#### [AVAILABLE RECORDS]
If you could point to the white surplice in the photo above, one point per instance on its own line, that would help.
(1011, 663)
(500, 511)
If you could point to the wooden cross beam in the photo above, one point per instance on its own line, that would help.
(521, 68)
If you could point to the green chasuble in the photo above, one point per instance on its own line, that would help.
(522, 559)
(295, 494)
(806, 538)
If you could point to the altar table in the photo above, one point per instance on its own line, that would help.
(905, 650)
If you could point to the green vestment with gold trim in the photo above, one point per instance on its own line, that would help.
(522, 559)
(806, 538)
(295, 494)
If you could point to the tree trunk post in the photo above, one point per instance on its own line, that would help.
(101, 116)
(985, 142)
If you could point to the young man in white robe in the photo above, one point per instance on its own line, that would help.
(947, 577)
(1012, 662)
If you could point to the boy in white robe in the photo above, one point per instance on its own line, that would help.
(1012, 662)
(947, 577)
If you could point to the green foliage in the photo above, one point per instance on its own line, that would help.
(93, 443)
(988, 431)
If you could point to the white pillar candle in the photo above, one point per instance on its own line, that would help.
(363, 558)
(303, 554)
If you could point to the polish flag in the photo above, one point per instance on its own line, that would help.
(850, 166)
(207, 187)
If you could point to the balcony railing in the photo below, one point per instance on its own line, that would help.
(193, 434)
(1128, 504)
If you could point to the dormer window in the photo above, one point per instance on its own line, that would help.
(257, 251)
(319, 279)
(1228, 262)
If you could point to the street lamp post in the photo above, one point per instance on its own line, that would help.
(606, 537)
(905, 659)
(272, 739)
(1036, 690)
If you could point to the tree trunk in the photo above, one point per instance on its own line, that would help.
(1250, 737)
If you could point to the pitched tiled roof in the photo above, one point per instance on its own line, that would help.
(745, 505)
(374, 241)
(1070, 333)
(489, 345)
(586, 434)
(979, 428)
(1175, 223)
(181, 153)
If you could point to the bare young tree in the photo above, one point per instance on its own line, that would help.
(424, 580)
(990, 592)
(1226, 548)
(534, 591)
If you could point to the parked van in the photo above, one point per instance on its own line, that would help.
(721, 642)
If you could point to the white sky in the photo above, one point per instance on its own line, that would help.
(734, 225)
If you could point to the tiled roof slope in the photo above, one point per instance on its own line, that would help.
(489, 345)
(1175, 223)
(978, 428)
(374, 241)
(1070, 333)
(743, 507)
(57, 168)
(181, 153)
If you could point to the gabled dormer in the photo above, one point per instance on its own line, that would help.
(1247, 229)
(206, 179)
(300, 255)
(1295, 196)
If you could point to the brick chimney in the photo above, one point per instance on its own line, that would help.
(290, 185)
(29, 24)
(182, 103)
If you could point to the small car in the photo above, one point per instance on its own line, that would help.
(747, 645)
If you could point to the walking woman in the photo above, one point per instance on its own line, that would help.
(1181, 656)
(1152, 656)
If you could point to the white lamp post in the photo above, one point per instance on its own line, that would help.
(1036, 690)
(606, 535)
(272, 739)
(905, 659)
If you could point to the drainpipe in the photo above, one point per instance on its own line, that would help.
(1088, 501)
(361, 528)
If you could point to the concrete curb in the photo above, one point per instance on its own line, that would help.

#### [TASK DIRECTIONS]
Restate all of the entries above precisely.

#### [FINISHED TASK]
If you could point to the white surplice in the photo above, one point per instance on its own line, that would help.
(1011, 663)
(500, 511)
If you could point to the wooden cross beam in the photo above, one point per instance on its own line, that would help.
(521, 68)
If you could point to the green chasuble in the photo above, one point per instance on its own line, that would help.
(522, 559)
(295, 494)
(806, 538)
If you could point to the altar table in the photo above, one point per instance on its own line, that would help.
(905, 650)
If you could point to the green vestment with gold trim in the photo above, one point per instance on its own line, that would help.
(522, 559)
(806, 538)
(295, 494)
If you could point to the tree trunk post in the photo above, one point per instance on its own line, that would help.
(101, 116)
(985, 142)
If you could point to the young man in white robe in the photo above, one point per instance on its own line, that would help.
(947, 577)
(1012, 662)
If you could point to the boy in white robe in the photo above, one point per instance on its own line, that would help.
(1012, 662)
(947, 577)
If you could point to the green foliage in the photo above, one point per instance on its own line, that would help.
(93, 443)
(988, 431)
If you could point to the white pillar candle in the photo above, one point per instance on its own line, that would help.
(363, 558)
(303, 554)
If you could point to the polish flag in the photo above, one point per instance on its own line, that would help.
(850, 166)
(207, 187)
If you could point to the balcony railing in the photo below, one point per instance on its own line, that would help.
(193, 434)
(1128, 504)
If you could point to the dormer window in the photo above, one point per instance on its own line, that would help.
(257, 251)
(319, 279)
(1228, 262)
If you could point to the street lamp post in the photo above, one point per instance on its own line, that would help.
(606, 537)
(905, 659)
(272, 739)
(1036, 690)
If you could point to the tree trunk in the photo above, one point per instance on its own line, that would help.
(1250, 737)
If you could point to the pitched tiled roof in the photo above, one point per instance on its own line, that would help.
(745, 505)
(374, 241)
(1070, 333)
(489, 345)
(586, 434)
(979, 428)
(1175, 223)
(181, 153)
If you could point to the bare young tree in the photo above, one point per instance on its own line, that would help.
(424, 580)
(990, 592)
(1226, 548)
(534, 591)
If you could point to the parked van in the photo above, one point per instance on its own line, that would help.
(721, 642)
If you could point to the white sky in the photo above, one point per instance on its own line, that would help.
(734, 225)
If you could point to the tiled roof slope in the photo above, one point per instance on its own line, that would help.
(489, 345)
(1175, 223)
(978, 428)
(374, 241)
(1070, 333)
(743, 507)
(57, 168)
(181, 153)
If you could point to the gabled dormer in the photo above, one point per instance on its own line, that would help.
(1247, 229)
(206, 179)
(300, 255)
(1295, 196)
If you could point to the brick chimney in the photo above, one point per instance on its own line, that would help.
(290, 185)
(29, 24)
(182, 103)
If you could point to the small car in the photo above, one point per instance on its own line, that would help.
(747, 645)
If you could point to the walking woman in the photo above, one point per instance on its own line, that would help.
(1181, 656)
(1152, 656)
If you could point to the white lamp post in the photo above, one point per instance on its own line, that would help.
(1036, 690)
(606, 535)
(272, 739)
(905, 659)
If you could point to the drainpipe in the photo above, one point per instance on its own line, that would help.
(1088, 501)
(361, 528)
If you could point to the concrete curb in the photo above, one point per instance on its own line, that would help.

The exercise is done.